++++ Material for this task
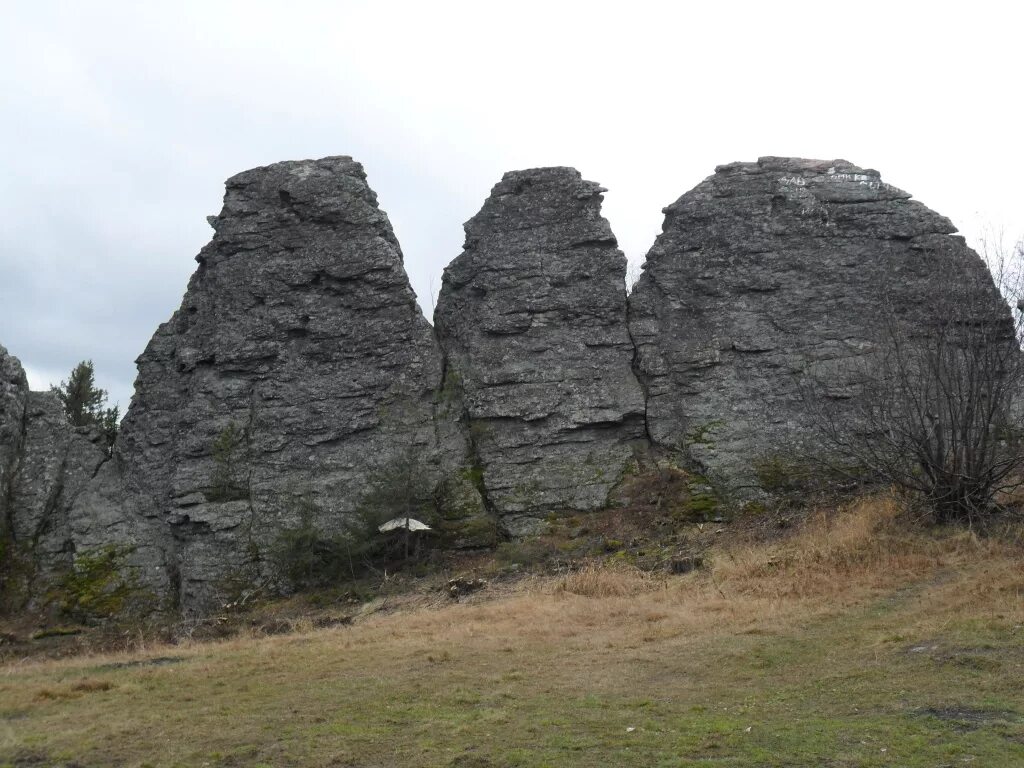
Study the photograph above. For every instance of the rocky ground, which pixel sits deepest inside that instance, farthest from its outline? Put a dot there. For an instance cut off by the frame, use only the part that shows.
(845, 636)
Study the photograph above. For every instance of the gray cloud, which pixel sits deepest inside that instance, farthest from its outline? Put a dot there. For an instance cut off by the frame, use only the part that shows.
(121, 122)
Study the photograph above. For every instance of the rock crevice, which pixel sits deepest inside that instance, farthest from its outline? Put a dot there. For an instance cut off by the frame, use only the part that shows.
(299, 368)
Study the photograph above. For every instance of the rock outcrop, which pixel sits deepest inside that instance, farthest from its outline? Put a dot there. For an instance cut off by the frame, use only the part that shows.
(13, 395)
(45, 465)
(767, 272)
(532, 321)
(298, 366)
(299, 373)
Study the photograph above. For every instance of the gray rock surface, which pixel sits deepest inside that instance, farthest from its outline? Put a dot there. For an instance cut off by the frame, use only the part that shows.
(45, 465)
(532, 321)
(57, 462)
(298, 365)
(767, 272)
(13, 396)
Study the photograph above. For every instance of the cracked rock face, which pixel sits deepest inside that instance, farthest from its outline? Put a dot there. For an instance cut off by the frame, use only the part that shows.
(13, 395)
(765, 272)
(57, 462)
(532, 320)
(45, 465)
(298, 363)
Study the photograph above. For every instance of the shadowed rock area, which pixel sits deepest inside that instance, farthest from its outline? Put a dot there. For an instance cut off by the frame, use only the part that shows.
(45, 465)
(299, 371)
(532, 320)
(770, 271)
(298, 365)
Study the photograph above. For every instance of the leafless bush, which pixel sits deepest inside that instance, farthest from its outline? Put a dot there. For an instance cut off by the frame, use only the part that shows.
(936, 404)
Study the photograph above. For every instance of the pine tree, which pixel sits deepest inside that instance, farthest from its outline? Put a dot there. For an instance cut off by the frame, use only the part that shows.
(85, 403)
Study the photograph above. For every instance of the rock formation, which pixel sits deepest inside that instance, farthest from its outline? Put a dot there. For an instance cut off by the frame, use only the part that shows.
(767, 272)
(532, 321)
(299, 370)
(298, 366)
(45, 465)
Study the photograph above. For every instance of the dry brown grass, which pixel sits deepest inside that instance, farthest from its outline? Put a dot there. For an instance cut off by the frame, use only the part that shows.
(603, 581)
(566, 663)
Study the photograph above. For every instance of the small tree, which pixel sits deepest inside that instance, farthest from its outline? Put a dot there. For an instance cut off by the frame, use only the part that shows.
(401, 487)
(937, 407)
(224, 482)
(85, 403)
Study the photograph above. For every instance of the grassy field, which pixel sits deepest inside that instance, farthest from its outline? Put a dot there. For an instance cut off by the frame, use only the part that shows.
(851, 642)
++++++++
What to do » Print exactly the lines above, starting at the line that contains "Study the photograph above. For every instance of the dry" and ending with the last line of the records, both included.

Correct answer »
Study the photograph above. For every instance of the dry brown grass, which pixel sits deepest inside that instance, farthest from its outline? Put a dot there. For an instance cut off by the frame, use only the part that shows.
(603, 581)
(566, 663)
Study the photograph above. For every instance of the small tree, which pixel sits deepest inside that instance, farthest from its outline? Put a dot there. For an instance cut off by the frame, use only the part that shows.
(401, 487)
(937, 407)
(224, 482)
(85, 403)
Study the photograph above. For every instance of the grassy field, which pixel sits deepest inside that instance, farthest from its outline? Put a dot there. For an instance cut off by the frame, use only the part that shows.
(851, 642)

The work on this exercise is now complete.